**SOURCE DATA**.
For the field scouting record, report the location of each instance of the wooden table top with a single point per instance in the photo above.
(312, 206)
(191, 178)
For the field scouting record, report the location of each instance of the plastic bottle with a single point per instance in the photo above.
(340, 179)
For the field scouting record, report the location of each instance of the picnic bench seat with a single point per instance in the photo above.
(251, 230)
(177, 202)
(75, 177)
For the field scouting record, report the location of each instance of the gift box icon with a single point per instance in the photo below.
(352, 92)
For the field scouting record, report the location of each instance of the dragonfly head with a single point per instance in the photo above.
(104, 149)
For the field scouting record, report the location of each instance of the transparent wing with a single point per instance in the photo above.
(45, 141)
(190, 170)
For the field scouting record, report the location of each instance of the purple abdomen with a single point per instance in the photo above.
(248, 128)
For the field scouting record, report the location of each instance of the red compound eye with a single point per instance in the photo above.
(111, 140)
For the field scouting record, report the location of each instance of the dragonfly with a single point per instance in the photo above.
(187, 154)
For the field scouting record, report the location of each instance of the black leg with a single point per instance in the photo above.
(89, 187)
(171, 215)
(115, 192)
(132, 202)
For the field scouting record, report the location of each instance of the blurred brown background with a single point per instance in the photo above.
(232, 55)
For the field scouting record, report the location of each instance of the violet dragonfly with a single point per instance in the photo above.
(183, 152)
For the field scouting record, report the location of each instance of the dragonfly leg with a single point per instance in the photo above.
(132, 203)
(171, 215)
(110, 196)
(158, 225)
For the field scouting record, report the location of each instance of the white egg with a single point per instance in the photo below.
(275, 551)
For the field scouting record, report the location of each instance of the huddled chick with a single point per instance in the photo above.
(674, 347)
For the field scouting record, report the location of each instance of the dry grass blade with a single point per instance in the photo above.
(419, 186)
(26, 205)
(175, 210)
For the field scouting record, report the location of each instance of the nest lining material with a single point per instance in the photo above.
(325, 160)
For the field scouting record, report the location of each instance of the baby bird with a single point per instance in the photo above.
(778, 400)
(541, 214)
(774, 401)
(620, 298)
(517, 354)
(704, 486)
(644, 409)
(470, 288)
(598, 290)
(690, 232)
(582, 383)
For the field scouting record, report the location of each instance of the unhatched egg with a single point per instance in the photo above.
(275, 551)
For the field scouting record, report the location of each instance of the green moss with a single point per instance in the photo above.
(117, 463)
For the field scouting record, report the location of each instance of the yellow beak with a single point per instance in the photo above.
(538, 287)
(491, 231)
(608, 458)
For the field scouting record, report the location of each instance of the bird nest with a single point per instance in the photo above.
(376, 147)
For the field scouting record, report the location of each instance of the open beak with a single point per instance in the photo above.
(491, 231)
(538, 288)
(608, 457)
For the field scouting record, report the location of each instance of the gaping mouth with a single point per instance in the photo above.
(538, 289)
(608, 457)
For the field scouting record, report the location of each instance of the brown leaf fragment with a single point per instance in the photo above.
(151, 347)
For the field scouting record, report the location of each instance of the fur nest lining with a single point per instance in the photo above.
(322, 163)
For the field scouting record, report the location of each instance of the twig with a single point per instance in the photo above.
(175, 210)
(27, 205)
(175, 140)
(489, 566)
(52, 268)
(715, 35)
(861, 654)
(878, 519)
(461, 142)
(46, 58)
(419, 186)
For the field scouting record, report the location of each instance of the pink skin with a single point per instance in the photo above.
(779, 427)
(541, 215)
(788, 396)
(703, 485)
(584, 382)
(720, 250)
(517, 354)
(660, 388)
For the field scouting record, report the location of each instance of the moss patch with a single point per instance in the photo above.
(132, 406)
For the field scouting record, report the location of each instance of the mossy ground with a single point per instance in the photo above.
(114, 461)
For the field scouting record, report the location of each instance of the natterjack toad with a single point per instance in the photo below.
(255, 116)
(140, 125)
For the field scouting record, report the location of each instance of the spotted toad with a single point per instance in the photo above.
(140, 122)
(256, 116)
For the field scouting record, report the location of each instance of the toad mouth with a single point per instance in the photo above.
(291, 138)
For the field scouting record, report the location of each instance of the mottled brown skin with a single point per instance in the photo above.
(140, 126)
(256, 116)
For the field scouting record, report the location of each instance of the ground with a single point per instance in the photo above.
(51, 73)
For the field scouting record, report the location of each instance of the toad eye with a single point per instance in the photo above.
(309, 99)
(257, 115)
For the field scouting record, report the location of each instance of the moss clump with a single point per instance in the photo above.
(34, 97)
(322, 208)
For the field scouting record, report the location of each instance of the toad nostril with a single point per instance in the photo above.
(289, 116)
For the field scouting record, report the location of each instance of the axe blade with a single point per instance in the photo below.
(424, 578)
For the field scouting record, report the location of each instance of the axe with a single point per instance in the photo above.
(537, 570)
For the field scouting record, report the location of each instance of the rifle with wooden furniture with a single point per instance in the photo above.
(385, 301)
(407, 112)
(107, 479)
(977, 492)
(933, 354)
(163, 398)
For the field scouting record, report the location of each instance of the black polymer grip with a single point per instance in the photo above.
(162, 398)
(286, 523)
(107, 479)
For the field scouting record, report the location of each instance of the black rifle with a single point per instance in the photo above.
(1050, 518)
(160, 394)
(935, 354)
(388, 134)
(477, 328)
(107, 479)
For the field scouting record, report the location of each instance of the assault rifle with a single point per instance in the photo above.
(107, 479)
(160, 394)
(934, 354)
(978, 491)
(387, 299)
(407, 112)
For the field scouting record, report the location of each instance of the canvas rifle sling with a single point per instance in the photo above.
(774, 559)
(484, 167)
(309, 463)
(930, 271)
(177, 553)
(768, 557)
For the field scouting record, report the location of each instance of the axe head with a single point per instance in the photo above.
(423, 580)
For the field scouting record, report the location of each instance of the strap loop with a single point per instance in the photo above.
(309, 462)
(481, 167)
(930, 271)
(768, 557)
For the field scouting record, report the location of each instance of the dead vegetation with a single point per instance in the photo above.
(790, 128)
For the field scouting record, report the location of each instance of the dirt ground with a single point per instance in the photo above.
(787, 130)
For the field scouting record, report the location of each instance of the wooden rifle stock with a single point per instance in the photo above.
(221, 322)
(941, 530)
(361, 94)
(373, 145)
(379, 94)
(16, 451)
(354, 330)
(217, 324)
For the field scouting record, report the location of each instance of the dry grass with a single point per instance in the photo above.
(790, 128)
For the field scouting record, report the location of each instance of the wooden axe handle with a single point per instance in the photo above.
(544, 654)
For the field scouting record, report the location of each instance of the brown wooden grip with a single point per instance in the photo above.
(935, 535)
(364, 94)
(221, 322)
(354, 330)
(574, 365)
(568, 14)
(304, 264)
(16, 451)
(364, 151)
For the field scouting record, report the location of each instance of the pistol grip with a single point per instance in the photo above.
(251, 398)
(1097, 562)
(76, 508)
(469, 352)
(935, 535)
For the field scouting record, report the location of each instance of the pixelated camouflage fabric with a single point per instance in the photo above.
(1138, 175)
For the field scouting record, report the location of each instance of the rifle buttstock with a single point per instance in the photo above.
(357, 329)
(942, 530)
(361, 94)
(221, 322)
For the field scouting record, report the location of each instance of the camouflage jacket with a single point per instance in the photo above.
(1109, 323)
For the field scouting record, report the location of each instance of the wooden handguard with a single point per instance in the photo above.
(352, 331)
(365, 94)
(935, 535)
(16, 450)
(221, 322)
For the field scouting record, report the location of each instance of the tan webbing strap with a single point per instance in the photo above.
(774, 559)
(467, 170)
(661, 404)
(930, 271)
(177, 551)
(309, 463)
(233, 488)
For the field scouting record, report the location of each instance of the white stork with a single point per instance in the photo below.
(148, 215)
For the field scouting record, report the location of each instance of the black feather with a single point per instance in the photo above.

**PROBLEM TO WORK ON**. Rewrite the listing above so that "field scouting record" becomes "site survey log" everywhere it appears, with nothing else altered.

**SOLUTION TO THE EXERCISE**.
For the site survey log, report the location of each instance of the wooden table top with a single point per instance in the photo above.
(312, 206)
(191, 178)
For the site survey log, report the location of each instance of the plastic bottle with a single point per instance in the photo above.
(340, 179)
For the site survey log, report the location of each instance of the picnic bench seat with a single point per instance in the photo above.
(251, 230)
(177, 202)
(75, 177)
For the site survey log, report the location of each instance of the gift box icon with a single point per instance in the photo below.
(352, 92)
For the site survey log, report the location of each instance of the dragonfly head with a single point per instance in the photo above.
(104, 149)
For the site survey log, report the location of each instance of the transparent wing with a single point per instance in the photo above.
(45, 141)
(190, 170)
For the site survey log, report the location of each instance of the purple abdomen with a single point per instance in the photo above.
(248, 128)
For the site survey log, report the location of each instance of the red compound eye with a single point per instance in the photo above.
(111, 140)
For the site survey log, report the location of each instance of the dragonfly with a single point per instance in the photo above.
(187, 154)
For the site survey log, report the location of each instance of the black leg with a single point per instance in the photo above.
(89, 187)
(171, 215)
(115, 192)
(132, 202)
For the site survey log, report the location of each instance of the blurred brown background with a single point per instance in the photo above.
(232, 55)
For the site survey log, report the location of each instance of the violet dragonfly with a single point per instance in the photo above.
(183, 152)
For the site survey log, report the location of each instance of the dragonfly leg with a single point per instance in the photo above.
(132, 203)
(171, 215)
(110, 196)
(158, 225)
For the site survey log, report the location of each instance of the white egg with a single point per instance in the photo below.
(275, 551)
For the site survey log, report the location of each instance of the huddled chick with a single point per instance in the photo above.
(674, 347)
For the site survey log, report the location of each instance of the dry grass blade with a single point per instance in the photo above.
(419, 186)
(26, 205)
(175, 210)
For the site survey log, report the location of each instance of the nest lining material with a single point per instance in the photo above.
(325, 160)
For the site survey log, report the location of each instance of the baby bird with a single point per instance in the photo above.
(778, 400)
(541, 214)
(774, 401)
(620, 298)
(517, 354)
(704, 486)
(644, 409)
(470, 288)
(598, 290)
(690, 232)
(582, 383)
For the site survey log, report the location of each instance of the unhatched egg with a single point per instance in the photo above.
(275, 551)
For the site survey log, report the location of each instance of the green moss with a single point per instance in the photo above.
(117, 463)
For the site survey log, report the location of each instance of the yellow beak with a single point per instance in the photo above.
(538, 287)
(491, 231)
(608, 458)
For the site survey log, report the location of each instance of the bird nest with a single point per instance in the photo above.
(376, 147)
For the site survey log, report the location of each instance of the open beak with a single point per instance in the photo above.
(491, 231)
(538, 288)
(608, 457)
For the site survey log, report the location of each instance of the gaping mouth with a single point per instance in the photo above.
(538, 289)
(608, 457)
For the site survey log, report the location of each instance of the brown leaf fragment with a single point per instance in the photo above.
(151, 347)
For the site survey log, report the location of each instance of the fur nest lining with a single point per instance in the photo above.
(322, 163)
For the site survey log, report the location of each instance of the twig with a single point per instance in the photo above.
(175, 210)
(27, 205)
(175, 140)
(489, 566)
(52, 268)
(715, 35)
(861, 654)
(878, 519)
(461, 142)
(46, 58)
(419, 186)
For the site survey log, report the location of each instance of the pink skin with a single point per instance in the photo above.
(779, 427)
(541, 215)
(788, 396)
(703, 485)
(584, 382)
(720, 250)
(517, 354)
(660, 388)
For the site survey log, report the location of each instance of the moss patch with a single point per instance in the photo above.
(132, 406)
For the site survey log, report the location of each instance of the mossy ground with a single point per instance in the photo above.
(114, 461)
For the site survey log, report the location of each instance of the natterjack toad with a single point per instance in the photo below.
(255, 116)
(140, 125)
For the site survey log, report the location of each instance of the spotted toad with a single point per instance in the photo above.
(140, 122)
(256, 116)
For the site survey log, report the location of each instance of the toad mouth with a single point per instance in the photo above.
(291, 138)
For the site survey log, report the location of each instance of the mottled brown skin with a single point per instance in the photo above.
(140, 126)
(256, 116)
For the site survey log, report the location of each instance of the ground with a single point per instance in the photo above.
(51, 73)
For the site survey log, report the location of each instance of the toad eye with a single point per instance in the photo above.
(309, 99)
(257, 115)
For the site survey log, report the location of each instance of the moss clump with a single point per instance in the photo above.
(34, 97)
(322, 208)
For the site survey log, report the location of each instance of the toad nostril with a single point per instance in the photo above.
(289, 116)
For the site survey log, report the location of each instance of the axe blade with a single point per instance in the photo below.
(424, 578)
For the site survey log, report the location of each instance of the axe with a single point per instance in the photo above.
(537, 570)
For the site survey log, report the location of each instance of the rifle with wooden furniture with a single point per instance in the photo above.
(385, 301)
(407, 112)
(107, 479)
(977, 492)
(933, 354)
(163, 398)
For the site survey log, report the location of each instance of the black polymer grip with a single point per instance in the photo above.
(162, 398)
(286, 523)
(107, 479)
For the site survey log, report the location of each instance of the black rifle with a single point per instance in the photo above.
(1050, 518)
(160, 394)
(935, 354)
(388, 134)
(477, 328)
(107, 479)
For the site survey log, report the location of each instance of the assault rifle with a single point per instance in the photo above.
(107, 479)
(160, 394)
(934, 354)
(978, 491)
(387, 299)
(407, 112)
For the site survey log, report the location of each instance of the canvas rifle sling with a single point per instance in the photo above.
(774, 559)
(484, 167)
(309, 463)
(930, 271)
(177, 553)
(768, 557)
For the site survey log, report the location of each instance of the axe head with a single point per instance in the photo above.
(423, 580)
For the site survey log, report the location of each instance of the strap loop with a single point per instance in the photo above.
(309, 462)
(481, 167)
(930, 271)
(768, 557)
For the site survey log, report the location of each instance of the dead vegetation with a single point per instance in the photo above.
(790, 128)
For the site survey log, report the location of each instance of the dirt ground with a single point per instance in the photo above.
(787, 130)
For the site survey log, report the location of each instance of the wooden rifle stock with a single point per instance in the photo above.
(221, 322)
(941, 530)
(361, 94)
(373, 145)
(379, 94)
(16, 451)
(354, 330)
(217, 324)
For the site survey log, report the location of each instance of the dry grass with a single point per instance in the photo above.
(790, 128)
For the site survey log, report the location of each instance of the wooden axe handle with a single point per instance in the photo above.
(544, 654)
For the site survey log, report the location of each instance of the brown wooden grip with a single point per instance in the photo above.
(935, 535)
(364, 94)
(221, 322)
(354, 330)
(574, 365)
(568, 14)
(304, 264)
(16, 451)
(364, 151)
For the site survey log, report the location of each instance of the pistol grip with a single point per instance in the photo above.
(251, 398)
(1097, 562)
(76, 508)
(469, 352)
(935, 535)
For the site survey log, report the location of each instance of the pixelated camouflage fabric with a single point per instance in the photo above.
(1138, 175)
For the site survey log, report the location of each instance of the rifle buttstock with a single point per instance in the photo above.
(357, 329)
(942, 530)
(361, 94)
(221, 322)
For the site survey log, report the location of each instance of the camouflage jacket with a single point per instance in the photo above.
(1109, 323)
For the site survey log, report the location of each instance of the wooden handguard with a single point per instance in the photo above.
(352, 331)
(365, 94)
(935, 535)
(16, 450)
(221, 322)
For the site survey log, report the location of each instance of the tan webbing strap with a single point per instance in the photo above.
(774, 559)
(467, 170)
(661, 404)
(930, 271)
(177, 551)
(309, 463)
(233, 488)
For the site survey log, report the location of each instance of the white stork with a single point per instance in the photo below.
(148, 215)
For the site survey log, report the location of each instance of the black feather with a single point per instance in the photo above.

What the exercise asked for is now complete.